____ Dataset excerpts
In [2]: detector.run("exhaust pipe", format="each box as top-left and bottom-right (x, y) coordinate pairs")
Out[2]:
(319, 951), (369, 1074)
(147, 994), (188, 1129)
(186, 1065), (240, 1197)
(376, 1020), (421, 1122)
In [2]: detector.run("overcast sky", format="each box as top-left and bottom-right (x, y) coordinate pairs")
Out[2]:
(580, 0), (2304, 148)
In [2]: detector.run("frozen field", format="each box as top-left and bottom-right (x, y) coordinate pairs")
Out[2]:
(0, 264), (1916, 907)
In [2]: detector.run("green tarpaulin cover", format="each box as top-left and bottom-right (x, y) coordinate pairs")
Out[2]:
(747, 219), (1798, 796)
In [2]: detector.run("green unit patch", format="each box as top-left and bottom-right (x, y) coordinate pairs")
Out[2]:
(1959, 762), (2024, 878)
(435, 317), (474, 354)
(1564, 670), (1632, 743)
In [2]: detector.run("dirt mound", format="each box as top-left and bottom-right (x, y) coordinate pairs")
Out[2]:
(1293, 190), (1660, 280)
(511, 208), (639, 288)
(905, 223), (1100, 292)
________
**Exercise**.
Repeat the data in full. Nothing may be dropped or altered.

**Exercise result**.
In [2]: detector.run("exhaust pipe", format="each box as top-left and bottom-right (x, y) coordinate pairs")
Out[2]:
(319, 951), (369, 1074)
(147, 994), (188, 1129)
(186, 1065), (240, 1197)
(376, 1020), (421, 1122)
In [2]: detector.run("overcast sky", format="each box as top-left and bottom-right (x, y) coordinate pairs")
Out[2]:
(580, 0), (2304, 148)
In [2]: detector.run("frozen field", format="each box as top-left and bottom-right (x, y) coordinate pairs")
Out[2]:
(0, 264), (1916, 907)
In [2]: detector.run("green tarpaulin cover", format="each box as top-left and bottom-right (x, y) coordinate pairs")
Out[2]:
(747, 219), (1798, 796)
In [2]: detector.run("green unit patch", format="each box as top-left and bottom-right (x, y) coordinate pairs")
Out[2]:
(1959, 762), (2024, 878)
(435, 317), (474, 354)
(1564, 670), (1632, 743)
In [2]: detector.run("dirt mound", format="each box as top-left and bottom-right (x, y) coordinate pairs")
Out[2]:
(1293, 190), (1660, 280)
(511, 208), (639, 288)
(905, 223), (1100, 292)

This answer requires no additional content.